Copy out precisely the lines from the start of the data through the line with "Target: white curtain", and keep pictures out of it.
╭─ DATA FOR THIS TASK
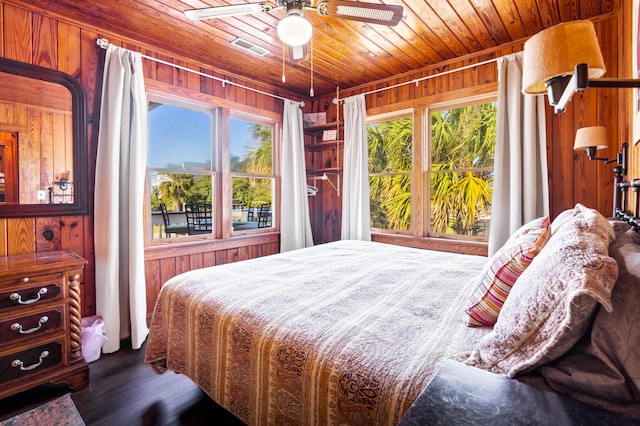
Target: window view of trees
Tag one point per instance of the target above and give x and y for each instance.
(390, 163)
(252, 158)
(461, 175)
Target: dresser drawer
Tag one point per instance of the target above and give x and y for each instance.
(30, 361)
(31, 291)
(25, 325)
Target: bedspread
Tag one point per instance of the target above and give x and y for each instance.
(348, 332)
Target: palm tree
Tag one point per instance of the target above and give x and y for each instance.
(390, 155)
(257, 161)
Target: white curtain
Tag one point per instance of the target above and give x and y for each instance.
(296, 225)
(520, 188)
(355, 193)
(119, 198)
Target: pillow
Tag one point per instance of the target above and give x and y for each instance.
(561, 219)
(552, 303)
(604, 369)
(503, 269)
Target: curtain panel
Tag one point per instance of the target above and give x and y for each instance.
(295, 232)
(119, 200)
(355, 193)
(520, 187)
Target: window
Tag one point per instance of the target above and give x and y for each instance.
(460, 173)
(252, 179)
(446, 176)
(390, 164)
(180, 169)
(211, 171)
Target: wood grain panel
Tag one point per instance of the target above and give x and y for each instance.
(45, 52)
(17, 33)
(21, 236)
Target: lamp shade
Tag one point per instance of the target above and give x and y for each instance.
(556, 51)
(587, 137)
(294, 30)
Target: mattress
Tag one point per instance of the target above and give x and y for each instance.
(348, 332)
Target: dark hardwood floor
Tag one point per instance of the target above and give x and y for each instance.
(125, 391)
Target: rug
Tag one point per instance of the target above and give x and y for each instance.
(59, 412)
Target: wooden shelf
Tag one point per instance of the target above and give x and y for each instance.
(324, 145)
(319, 172)
(320, 127)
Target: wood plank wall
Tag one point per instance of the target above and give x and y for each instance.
(572, 177)
(33, 38)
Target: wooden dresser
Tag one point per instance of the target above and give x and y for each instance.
(40, 329)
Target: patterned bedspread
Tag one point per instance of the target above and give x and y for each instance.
(348, 332)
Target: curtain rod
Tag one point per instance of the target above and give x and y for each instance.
(417, 81)
(104, 43)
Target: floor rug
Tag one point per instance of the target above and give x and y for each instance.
(59, 412)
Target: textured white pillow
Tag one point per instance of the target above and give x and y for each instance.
(552, 303)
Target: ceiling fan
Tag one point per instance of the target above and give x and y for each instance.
(294, 30)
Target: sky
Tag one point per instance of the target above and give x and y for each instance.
(178, 135)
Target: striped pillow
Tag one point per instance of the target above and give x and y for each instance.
(503, 269)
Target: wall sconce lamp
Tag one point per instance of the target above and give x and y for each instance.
(563, 60)
(594, 138)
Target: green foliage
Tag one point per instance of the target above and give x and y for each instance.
(462, 138)
(390, 151)
(257, 161)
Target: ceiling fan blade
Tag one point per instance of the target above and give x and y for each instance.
(225, 11)
(373, 13)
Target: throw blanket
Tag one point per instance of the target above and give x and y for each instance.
(348, 332)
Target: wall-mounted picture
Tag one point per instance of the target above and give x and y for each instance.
(314, 119)
(329, 135)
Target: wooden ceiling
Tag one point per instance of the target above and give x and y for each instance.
(345, 53)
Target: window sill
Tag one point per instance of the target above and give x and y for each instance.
(199, 246)
(439, 244)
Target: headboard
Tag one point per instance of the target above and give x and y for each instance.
(626, 206)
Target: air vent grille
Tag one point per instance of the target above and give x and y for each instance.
(250, 47)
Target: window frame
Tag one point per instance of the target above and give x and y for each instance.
(420, 176)
(427, 157)
(389, 116)
(242, 115)
(220, 164)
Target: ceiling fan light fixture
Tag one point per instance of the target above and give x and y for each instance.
(294, 30)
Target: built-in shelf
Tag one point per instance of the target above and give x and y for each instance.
(324, 145)
(320, 172)
(320, 127)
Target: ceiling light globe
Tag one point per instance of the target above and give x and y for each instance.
(294, 30)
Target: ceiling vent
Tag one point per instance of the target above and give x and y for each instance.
(250, 47)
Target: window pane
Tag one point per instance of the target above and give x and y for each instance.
(390, 201)
(390, 145)
(461, 203)
(250, 149)
(463, 137)
(179, 138)
(171, 192)
(252, 203)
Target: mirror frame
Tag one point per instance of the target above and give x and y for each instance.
(80, 206)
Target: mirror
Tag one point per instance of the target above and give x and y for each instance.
(43, 142)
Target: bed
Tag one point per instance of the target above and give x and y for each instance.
(350, 332)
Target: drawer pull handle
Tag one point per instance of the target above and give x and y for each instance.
(18, 298)
(18, 327)
(18, 363)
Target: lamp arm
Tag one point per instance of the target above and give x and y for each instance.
(580, 81)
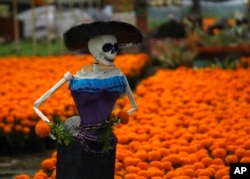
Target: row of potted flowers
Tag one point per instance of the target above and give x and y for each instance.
(25, 79)
(189, 124)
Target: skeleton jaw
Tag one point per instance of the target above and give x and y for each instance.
(106, 60)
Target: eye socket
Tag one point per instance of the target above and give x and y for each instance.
(108, 47)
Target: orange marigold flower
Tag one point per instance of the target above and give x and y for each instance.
(22, 176)
(123, 116)
(219, 153)
(245, 160)
(26, 130)
(231, 159)
(7, 129)
(42, 129)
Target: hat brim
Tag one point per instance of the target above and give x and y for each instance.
(77, 37)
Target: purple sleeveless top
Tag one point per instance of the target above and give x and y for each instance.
(95, 99)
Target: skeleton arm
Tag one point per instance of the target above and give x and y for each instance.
(131, 98)
(67, 77)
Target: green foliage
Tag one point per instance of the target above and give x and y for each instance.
(58, 130)
(26, 48)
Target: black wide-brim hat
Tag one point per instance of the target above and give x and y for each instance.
(77, 37)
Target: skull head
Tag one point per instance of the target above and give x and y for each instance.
(104, 48)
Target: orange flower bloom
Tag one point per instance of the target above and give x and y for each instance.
(22, 176)
(42, 129)
(123, 116)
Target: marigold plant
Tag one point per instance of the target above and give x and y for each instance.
(174, 108)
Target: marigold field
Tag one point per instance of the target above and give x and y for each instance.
(190, 123)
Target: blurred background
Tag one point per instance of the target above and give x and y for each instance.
(39, 24)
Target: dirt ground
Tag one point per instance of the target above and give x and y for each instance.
(10, 166)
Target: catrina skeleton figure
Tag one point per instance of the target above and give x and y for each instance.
(95, 89)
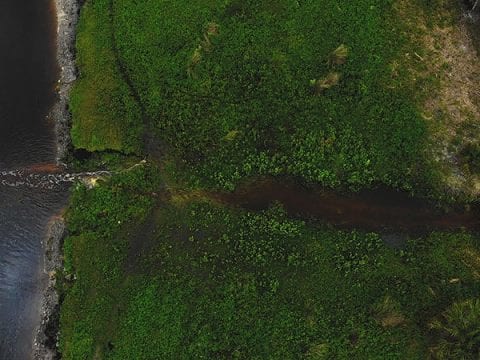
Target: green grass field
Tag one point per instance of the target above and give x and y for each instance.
(195, 280)
(235, 89)
(317, 90)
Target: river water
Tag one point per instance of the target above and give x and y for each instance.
(28, 75)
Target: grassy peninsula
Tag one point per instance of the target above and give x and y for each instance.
(343, 95)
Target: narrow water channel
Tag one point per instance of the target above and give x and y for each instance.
(28, 75)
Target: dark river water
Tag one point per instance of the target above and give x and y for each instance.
(28, 74)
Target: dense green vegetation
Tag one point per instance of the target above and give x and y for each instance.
(316, 89)
(199, 281)
(241, 88)
(105, 116)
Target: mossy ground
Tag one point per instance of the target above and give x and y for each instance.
(197, 280)
(320, 90)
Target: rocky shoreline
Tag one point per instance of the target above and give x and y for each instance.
(46, 336)
(67, 12)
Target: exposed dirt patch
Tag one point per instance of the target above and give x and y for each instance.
(449, 65)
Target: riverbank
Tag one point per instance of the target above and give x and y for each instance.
(45, 341)
(67, 12)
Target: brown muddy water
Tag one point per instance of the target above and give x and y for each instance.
(380, 210)
(28, 75)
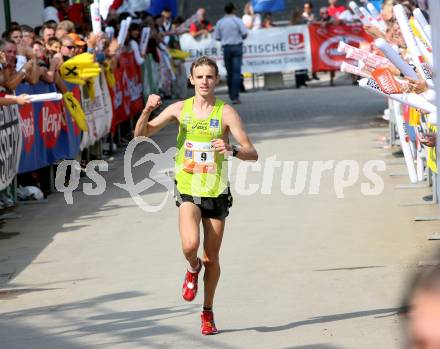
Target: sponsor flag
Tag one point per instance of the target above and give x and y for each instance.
(268, 5)
(325, 41)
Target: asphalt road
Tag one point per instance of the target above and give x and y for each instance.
(301, 269)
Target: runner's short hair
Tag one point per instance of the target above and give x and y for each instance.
(204, 60)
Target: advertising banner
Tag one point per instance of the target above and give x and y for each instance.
(325, 40)
(264, 50)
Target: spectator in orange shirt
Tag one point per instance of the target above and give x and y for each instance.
(201, 26)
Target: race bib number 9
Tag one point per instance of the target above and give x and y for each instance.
(199, 157)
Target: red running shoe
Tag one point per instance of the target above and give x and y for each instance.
(189, 288)
(208, 324)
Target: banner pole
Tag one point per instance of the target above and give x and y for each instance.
(434, 12)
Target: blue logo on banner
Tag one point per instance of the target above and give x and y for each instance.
(65, 143)
(268, 5)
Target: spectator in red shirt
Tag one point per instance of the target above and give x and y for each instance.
(201, 26)
(334, 10)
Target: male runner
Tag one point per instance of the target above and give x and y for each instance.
(202, 194)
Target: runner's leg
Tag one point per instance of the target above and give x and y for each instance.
(213, 234)
(189, 227)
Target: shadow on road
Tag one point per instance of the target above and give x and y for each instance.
(315, 346)
(318, 320)
(119, 327)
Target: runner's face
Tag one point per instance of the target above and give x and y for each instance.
(424, 321)
(204, 80)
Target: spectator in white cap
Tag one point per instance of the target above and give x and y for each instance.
(50, 13)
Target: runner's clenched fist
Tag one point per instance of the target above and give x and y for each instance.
(153, 102)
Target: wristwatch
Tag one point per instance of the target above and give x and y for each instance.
(234, 150)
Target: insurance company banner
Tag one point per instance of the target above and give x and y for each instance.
(325, 40)
(264, 50)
╰─
RESULT OF THIS TASK:
Target: window view of trees
Tag one point per instance of the target above and give x and y for each instance.
(390, 163)
(252, 158)
(461, 175)
Target: dresser drawer
Tag one point per instance of the target above and give x and y for each instance.
(30, 361)
(31, 291)
(25, 325)
Target: bedspread
Tag one point per instance of the target above and give x and y for each instance.
(348, 332)
Target: palm tree
Tag one point per instance of the target above and give x and y for each instance.
(390, 155)
(257, 161)
Target: white curtain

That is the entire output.